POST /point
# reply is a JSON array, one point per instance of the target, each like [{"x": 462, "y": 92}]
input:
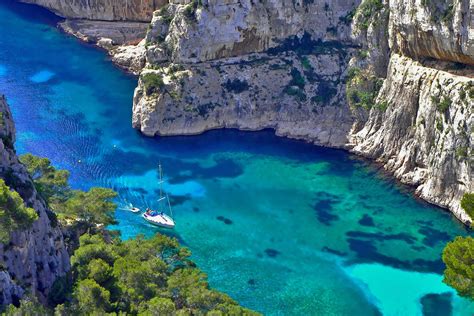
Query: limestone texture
[
  {"x": 34, "y": 257},
  {"x": 286, "y": 65}
]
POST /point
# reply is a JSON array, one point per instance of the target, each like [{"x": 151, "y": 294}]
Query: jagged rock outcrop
[
  {"x": 34, "y": 257},
  {"x": 247, "y": 65},
  {"x": 118, "y": 26},
  {"x": 426, "y": 134},
  {"x": 214, "y": 64},
  {"x": 102, "y": 10},
  {"x": 440, "y": 29}
]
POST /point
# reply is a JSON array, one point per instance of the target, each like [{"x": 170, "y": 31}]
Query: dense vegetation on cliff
[
  {"x": 13, "y": 212},
  {"x": 141, "y": 276},
  {"x": 459, "y": 257},
  {"x": 91, "y": 208}
]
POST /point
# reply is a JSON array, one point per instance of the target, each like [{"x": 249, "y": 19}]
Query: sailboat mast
[{"x": 161, "y": 180}]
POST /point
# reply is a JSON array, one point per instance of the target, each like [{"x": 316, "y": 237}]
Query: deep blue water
[{"x": 282, "y": 226}]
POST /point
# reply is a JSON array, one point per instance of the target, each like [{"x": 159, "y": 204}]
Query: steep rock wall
[
  {"x": 35, "y": 257},
  {"x": 248, "y": 65},
  {"x": 215, "y": 66},
  {"x": 426, "y": 134},
  {"x": 440, "y": 29},
  {"x": 106, "y": 10}
]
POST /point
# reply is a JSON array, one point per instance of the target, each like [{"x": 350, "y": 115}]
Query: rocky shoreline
[{"x": 338, "y": 75}]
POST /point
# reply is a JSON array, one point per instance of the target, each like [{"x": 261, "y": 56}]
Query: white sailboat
[
  {"x": 158, "y": 217},
  {"x": 133, "y": 209}
]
---
▸ **Prompt**
Retype the listing above exactly, pictures excluded.

▸ **Answer section**
POST /point
# reply is a JSON array, one point per instance of the target, each like [{"x": 462, "y": 92}]
input:
Query: limestone texture
[
  {"x": 34, "y": 257},
  {"x": 286, "y": 65}
]
POST /point
# reply is a JSON array, one point per instance of the target, each like [{"x": 151, "y": 294}]
Query: jagged rock outcrop
[
  {"x": 34, "y": 257},
  {"x": 247, "y": 65},
  {"x": 118, "y": 26},
  {"x": 426, "y": 134},
  {"x": 214, "y": 64},
  {"x": 102, "y": 10},
  {"x": 440, "y": 29}
]
POST /point
# reply is a JSON array, one point per instance of the target, each like [{"x": 170, "y": 31}]
Query: dense vegetation on cliff
[
  {"x": 13, "y": 212},
  {"x": 141, "y": 276},
  {"x": 459, "y": 257},
  {"x": 91, "y": 208}
]
POST /point
# reply is a JSON array, one point per instance of the target, each like [{"x": 249, "y": 19}]
Query: sailboat mast
[{"x": 161, "y": 180}]
POST /point
# reply is a JSON array, one point per instance of the target, each like [{"x": 316, "y": 237}]
Query: deep blue water
[{"x": 282, "y": 226}]
POST /point
# reply is a JSON array, one point per instance of the target, each like [{"x": 159, "y": 204}]
Query: steep rock wall
[
  {"x": 35, "y": 257},
  {"x": 248, "y": 65},
  {"x": 215, "y": 66},
  {"x": 426, "y": 134},
  {"x": 440, "y": 29},
  {"x": 106, "y": 10}
]
POST /point
# reply is a JSON array, one point per instance of the target, each like [{"x": 350, "y": 115}]
Query: rocky shoreline
[{"x": 338, "y": 75}]
POST /point
# reply is a JSON array, one point per instance of the target, each like [{"x": 261, "y": 56}]
Query: white sailboat
[
  {"x": 158, "y": 217},
  {"x": 133, "y": 209}
]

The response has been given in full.